§ **ПОСТАВЛЕННАЯ ЗАДАЧА 1**: Перепиши, пожалуйста, полностью строки списка, начиная со строки, где есть «of the lamp», и заканчивая строкой, где есть «of the black», включительно. Каждую координату точек увеличь на 41.

§ **ИЗВЛЕЧЁННЫЙ ТЕКСТ**:

-----

В эти годы отношение к еде было жадное у всех. Нехватка продовольствия сказалась абсолютно на всех, все ходили полуголодными. Время было такое, что в пищу годилось все. Я помню, например, как бабушка пекла пирожки с клевером. Сейчас, когда я об этом рассказываю, многие люди и не понимают о чем это я… И очень у нас была популярна ягода, даже не ягода, а зерно. Забыла название, белое, крупнее просо, из которого варили кашу. Каша получалась белая-белая. Если масла положишь, то вкусная, а без него так совсем никакая. Помню, как мама делала «затируху». Знаете, что это такое? Муку разводили в воде, получалась такая кисельно-молочная масса. И очень популярным у нас был бараний курдючный жир, который в тех краях едят вместо масла. Помню, у нас в комнате на подоконнике все время стояла миска с этим салом. Вот, что касается мяса, это было очень редко. Ну, приносила мама с базара иногда небольшой кусочек, но нас же семеро… Такая орава, а тянул нас фактически один папа. Маме работать там было просто негде, да и мои младшие сестры и брат были еще совсем маленькими. А сами держать скотину мы не могли. Кур, например, держали только в Чаршанге. Помню, привезли их, в сарае заперли, я прислонилась к двери посмотреть, а меня петух и клюнул в щеку. На всю жизнь след остался.

А в Саяте даже корову держали, все-таки четверо детей и молоко обязательно нужно. Я помню, как пасла ее. Со школы приходила, и бабушка вручала мне веревку: «Веди Буренку!», и, человека четыре, мы выводили коров за поселок. А в других местах о корове и мечтать не приходилось. С водой же всегда были проблемы. Для питья воду непременно кипятили.

-----

§ **ПОСТАВЛЕННАЯ ЗАДАЧА 2**: Продублируй дословно фрагмент текста о еде выше, начиная со слов «А в Саяте даже» и заканчивая словами «воду непременно кипятили.».

§ **СТРОКИ ДАННЫХ**:
-----

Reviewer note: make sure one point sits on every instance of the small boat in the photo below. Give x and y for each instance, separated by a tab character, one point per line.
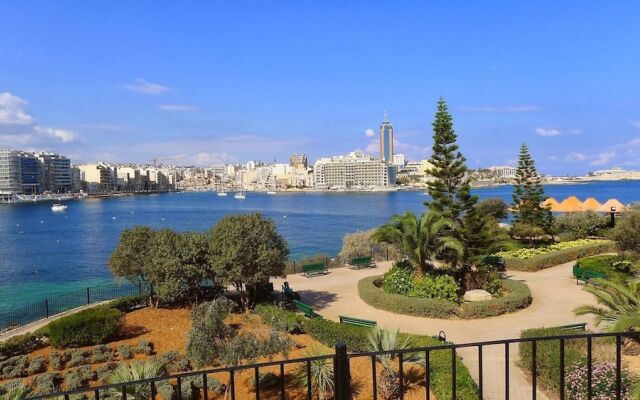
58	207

-----

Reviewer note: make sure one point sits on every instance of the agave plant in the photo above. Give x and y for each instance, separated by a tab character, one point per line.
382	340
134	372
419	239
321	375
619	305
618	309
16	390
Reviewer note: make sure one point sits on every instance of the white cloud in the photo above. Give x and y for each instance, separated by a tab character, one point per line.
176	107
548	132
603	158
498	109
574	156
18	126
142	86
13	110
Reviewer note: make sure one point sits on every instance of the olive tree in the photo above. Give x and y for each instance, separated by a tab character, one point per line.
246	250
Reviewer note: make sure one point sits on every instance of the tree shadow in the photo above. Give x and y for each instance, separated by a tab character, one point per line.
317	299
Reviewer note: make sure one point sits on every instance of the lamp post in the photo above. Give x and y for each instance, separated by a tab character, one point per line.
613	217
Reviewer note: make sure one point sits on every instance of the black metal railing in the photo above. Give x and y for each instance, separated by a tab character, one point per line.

-----

§ **ИТОГОВЫЙ РЕЗУЛЬТАТ 1**:
Reviewer note: make sure one point sits on every instance of the lamp post in the photo above. Give x and y for each instance, separated by a tab character, one point per line.
654	258
Reviewer note: make sure one point sits on every instance of the black metal railing in the photo above. Give x and y for each instance, separated by a tab character, one point per line.

§ **ИТОГОВЫЙ РЕЗУЛЬТАТ 2**:
А в Саяте даже корову держали, все-таки четверо детей и молоко обязательно нужно. Я помню, как пасла ее. Со школы приходила, и бабушка вручала мне веревку: «Веди Буренку!», и, человека четыре, мы выводили коров за поселок. А в других местах о корове и мечтать не приходилось. С водой же всегда были проблемы. Для питья воду непременно кипятили.